:: EXERCISE ::
Please put the lines below into a JSON list of strings, one string per line, leaving out any blank lines.

:: DATA ::
START
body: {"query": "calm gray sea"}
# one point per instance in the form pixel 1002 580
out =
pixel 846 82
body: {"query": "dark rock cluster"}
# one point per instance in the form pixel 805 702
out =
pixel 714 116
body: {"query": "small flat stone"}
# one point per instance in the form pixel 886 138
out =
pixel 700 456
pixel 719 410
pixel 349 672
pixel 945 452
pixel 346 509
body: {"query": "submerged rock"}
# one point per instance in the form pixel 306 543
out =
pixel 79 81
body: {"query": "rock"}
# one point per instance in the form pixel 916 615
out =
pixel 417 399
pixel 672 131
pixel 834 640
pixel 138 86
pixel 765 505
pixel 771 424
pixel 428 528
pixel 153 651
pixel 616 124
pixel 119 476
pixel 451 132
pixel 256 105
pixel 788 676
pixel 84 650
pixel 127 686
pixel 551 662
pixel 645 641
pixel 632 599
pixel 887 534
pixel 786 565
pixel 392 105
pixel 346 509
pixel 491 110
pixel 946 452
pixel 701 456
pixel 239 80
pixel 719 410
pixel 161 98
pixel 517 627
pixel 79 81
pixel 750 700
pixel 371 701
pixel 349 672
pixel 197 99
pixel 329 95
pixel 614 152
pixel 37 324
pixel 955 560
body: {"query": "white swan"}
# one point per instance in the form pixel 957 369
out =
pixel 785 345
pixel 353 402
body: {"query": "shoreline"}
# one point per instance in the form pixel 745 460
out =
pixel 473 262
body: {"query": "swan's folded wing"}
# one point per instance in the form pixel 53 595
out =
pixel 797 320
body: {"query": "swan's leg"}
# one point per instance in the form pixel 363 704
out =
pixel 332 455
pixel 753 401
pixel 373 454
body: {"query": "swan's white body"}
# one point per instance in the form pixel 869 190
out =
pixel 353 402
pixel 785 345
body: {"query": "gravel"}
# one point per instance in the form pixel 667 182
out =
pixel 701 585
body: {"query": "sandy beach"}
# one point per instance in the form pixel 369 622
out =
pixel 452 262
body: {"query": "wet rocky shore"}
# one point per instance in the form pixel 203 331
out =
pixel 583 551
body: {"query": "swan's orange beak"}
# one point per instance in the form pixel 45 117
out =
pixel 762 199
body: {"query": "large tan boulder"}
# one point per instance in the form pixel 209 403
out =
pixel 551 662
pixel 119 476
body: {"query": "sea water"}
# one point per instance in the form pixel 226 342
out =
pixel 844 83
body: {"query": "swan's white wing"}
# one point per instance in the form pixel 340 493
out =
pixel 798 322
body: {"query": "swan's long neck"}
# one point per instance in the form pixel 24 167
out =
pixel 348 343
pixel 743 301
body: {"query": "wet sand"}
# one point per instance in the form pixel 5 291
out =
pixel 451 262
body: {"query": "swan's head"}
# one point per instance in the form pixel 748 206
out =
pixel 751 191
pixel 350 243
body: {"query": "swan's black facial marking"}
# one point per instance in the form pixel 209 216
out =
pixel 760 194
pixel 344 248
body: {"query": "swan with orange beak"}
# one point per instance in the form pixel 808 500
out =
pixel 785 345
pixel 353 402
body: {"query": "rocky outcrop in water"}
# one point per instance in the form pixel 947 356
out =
END
:: RESPONSE FOR THIS EXERCISE ::
[
  "body: {\"query\": \"calm gray sea\"}",
  "# one point per instance in the form pixel 1002 580",
  "out =",
  "pixel 846 82",
  "body: {\"query\": \"dark rock cluster\"}",
  "# one point per instance in the form pixel 805 702",
  "out =",
  "pixel 714 116",
  "body: {\"query\": \"small flat stone\"}",
  "# one point per instance in the form pixel 886 138",
  "out =",
  "pixel 700 456",
  "pixel 719 410",
  "pixel 349 672",
  "pixel 945 452",
  "pixel 346 509",
  "body: {\"query\": \"submerged rock\"}",
  "# one point per instance in the form pixel 306 543",
  "out =",
  "pixel 79 81",
  "body: {\"query\": \"rock\"}",
  "# one point per instance in the form pixel 916 615",
  "out =",
  "pixel 417 399",
  "pixel 672 131",
  "pixel 834 640",
  "pixel 138 86",
  "pixel 765 505",
  "pixel 771 424",
  "pixel 428 528",
  "pixel 153 651",
  "pixel 616 124",
  "pixel 119 476",
  "pixel 451 132",
  "pixel 256 105",
  "pixel 788 676",
  "pixel 84 650",
  "pixel 127 686",
  "pixel 551 662",
  "pixel 645 641",
  "pixel 632 599",
  "pixel 887 534",
  "pixel 786 565",
  "pixel 392 105",
  "pixel 346 509",
  "pixel 491 110",
  "pixel 946 452",
  "pixel 701 456",
  "pixel 239 80",
  "pixel 719 410",
  "pixel 161 98",
  "pixel 517 627",
  "pixel 79 81",
  "pixel 750 700",
  "pixel 371 701",
  "pixel 349 672",
  "pixel 197 99",
  "pixel 329 95",
  "pixel 614 152",
  "pixel 37 324",
  "pixel 955 560",
  "body: {\"query\": \"white swan\"}",
  "# one point per instance in the form pixel 957 369",
  "out =",
  "pixel 785 345",
  "pixel 353 402",
  "body: {\"query\": \"shoreline\"}",
  "# one point per instance in the form pixel 745 460",
  "out =",
  "pixel 473 262",
  "body: {\"query\": \"swan's folded wing\"}",
  "# one point per instance in the form pixel 53 595",
  "out =",
  "pixel 797 320",
  "body: {\"query\": \"swan's leg\"}",
  "# one point per instance in the form pixel 363 704",
  "out =",
  "pixel 332 455",
  "pixel 753 401",
  "pixel 373 454",
  "body: {\"query\": \"swan's white body\"}",
  "# one point per instance in the form pixel 869 190",
  "out =",
  "pixel 353 402",
  "pixel 785 345",
  "body: {\"query\": \"gravel\"}",
  "# one point per instance in the form pixel 667 182",
  "out =",
  "pixel 701 585",
  "body: {\"query\": \"sandy beach\"}",
  "# one point per instance in the form pixel 369 622",
  "out =",
  "pixel 452 262",
  "body: {\"query\": \"wet rocky shore\"}",
  "# one point per instance in the form pixel 203 331",
  "out =",
  "pixel 583 551",
  "body: {\"query\": \"swan's orange beak\"}",
  "# one point per instance in the form pixel 45 117",
  "out =",
  "pixel 762 199",
  "body: {\"query\": \"large tan boulder\"}",
  "# one point per instance in the form pixel 209 403",
  "out =",
  "pixel 551 662",
  "pixel 119 476",
  "body: {\"query\": \"sea water\"}",
  "# one point per instance in the form pixel 226 342",
  "out =",
  "pixel 844 83",
  "body: {\"query\": \"swan's white wing\"}",
  "# one point per instance in the form pixel 340 493",
  "out =",
  "pixel 798 322",
  "body: {\"query\": \"swan's long neck\"}",
  "# one point per instance in the form pixel 24 167",
  "out =",
  "pixel 348 343",
  "pixel 743 301",
  "body: {\"query\": \"wet sand\"}",
  "# one point per instance in the form pixel 5 291",
  "out =",
  "pixel 451 262",
  "body: {\"query\": \"swan's head\"}",
  "# one point per instance in the form pixel 748 206",
  "out =",
  "pixel 751 191",
  "pixel 350 243",
  "body: {\"query\": \"swan's black facial marking\"}",
  "# one point per instance in the form pixel 209 216",
  "out =",
  "pixel 760 194",
  "pixel 344 248",
  "body: {\"query\": \"swan with orange beak\"}",
  "# one point per instance in the form pixel 808 500",
  "out =",
  "pixel 785 345",
  "pixel 353 402",
  "body: {\"query\": \"rocky outcrop in water\"}",
  "# one point per instance in the form pixel 947 356",
  "out ="
]